Cristiana Ferrini “ Mio padre, il capitano dei capitani” -Cairo- euro 16,50
E’ la splendida dichiarazione d’amore scritta da una figlia al padre, immenso e famoso, che la morte le ha portato via quando lei aveva appena 12 anni…e ancora bisogno del suo sguardo azzurro che -con la forza e la tenerezza di un abbraccio pieno di amore- sapeva guidarla ed avvolgerla.
Lei è Cristiana Ferrini, stessi occhi, colori, tenacia e forza di carattere -da mula triestina- di suo padre, Giorgio Ferrini. Il capitano più longevo e carismatico della storia granata. Morto a soli 37 anni, con un palma res di primati impareggiabile che lo ha catapultato dritto in rete al mito, e travalicato il silenzio dell’eternità.

===

**Da fare:**
1. Secondo il brano sul libro di Cristiana Ferrini, che cosa ha fatto di Giorgio Ferrini un mito? Rispondi in una o due frasi.
2. Trasforma in tabella Markdown le righe dei record dall'inizio fino alla riga che contiene "rough mask: <svg", inclusa, con le colonne "N." e "Riga del record". Tralascia le righe vuote e le immagini.
Il brano e i record hanno origini diverse.

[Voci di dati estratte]
===

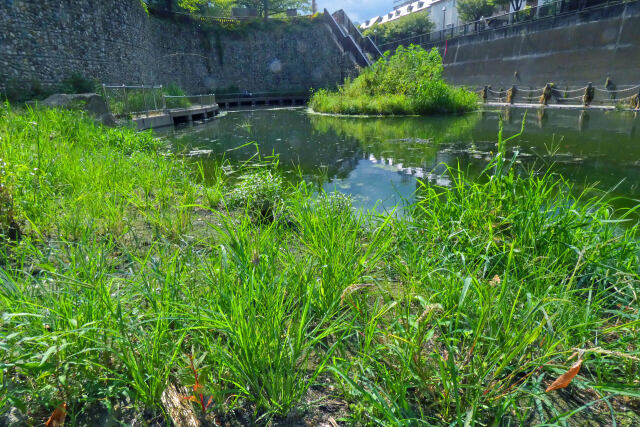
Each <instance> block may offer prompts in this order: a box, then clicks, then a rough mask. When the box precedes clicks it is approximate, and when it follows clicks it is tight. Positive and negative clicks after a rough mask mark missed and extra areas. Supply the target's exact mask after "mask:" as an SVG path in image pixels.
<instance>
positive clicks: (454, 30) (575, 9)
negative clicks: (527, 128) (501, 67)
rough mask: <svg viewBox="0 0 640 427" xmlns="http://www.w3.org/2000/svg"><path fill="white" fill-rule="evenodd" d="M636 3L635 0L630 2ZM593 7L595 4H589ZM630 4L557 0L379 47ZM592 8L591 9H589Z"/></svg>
mask: <svg viewBox="0 0 640 427" xmlns="http://www.w3.org/2000/svg"><path fill="white" fill-rule="evenodd" d="M633 1H637V0H633ZM592 3H596V4H592ZM623 3H630V1H628V0H557V1H554V2H549V3H545V4H542V5H540V6H536V7H530V8H525V9H520V10H518V11H515V12H507V13H505V14H502V15H495V16H490V17H487V18H485V19H481V20H478V21H471V22H467V23H464V24H462V25H458V26H455V27H451V28H446V29H441V30H437V31H432V32H429V33H422V34H418V35H415V36H410V37H404V38H402V39H397V40H392V41H390V42H387V43H383V44H381V45H380V48H381V49H383V50H390V49H395V48H396V47H398V46H399V45H401V44H403V43H406V42H411V43H413V42H416V41H417V44H427V45H434V44H436V43H439V42H443V41H444V40H446V39H452V38H454V37H462V36H468V35H474V34H481V33H483V32H485V31H490V30H495V29H503V28H507V27H514V26H517V25H520V24H523V23H526V22H533V21H539V20H543V19H548V18H551V17H557V16H568V15H572V14H578V13H580V12H582V11H586V10H597V9H604V8H606V7H608V6H612V5H618V4H623ZM590 4H592V5H590Z"/></svg>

===

**Problemi risolti:**
1. Secondo il brano, a fare di Giorgio Ferrini un mito è stato il suo palmarès di primati impareggiabile, che lo ha catapultato dritto al mito.

2.
| N. | Riga del record |
|---|---|
| 1 | Each <instance> block may offer prompts in this order: a box, then clicks, then a rough mask. When the box precedes clicks it is approximate, and when it follows clicks it is tight. Positive and negative clicks after a rough mask mark missed and extra areas. Supply the target's exact mask after "mask:" as an SVG path in image pixels. |
| 2 | <instance> |
| 3 | positive clicks: (454, 30) (575, 9) |
| 4 | negative clicks: (527, 128) (501, 67) |
| 5 | rough mask: <svg viewBox="0 0 640 427" xmlns="http://www.w3.org/2000/svg"><path fill="white" fill-rule="evenodd" d="M636 3L635 0L630 2ZM593 7L595 4H589ZM630 4L557 0L379 47ZM592 8L591 9H589Z"/></svg> |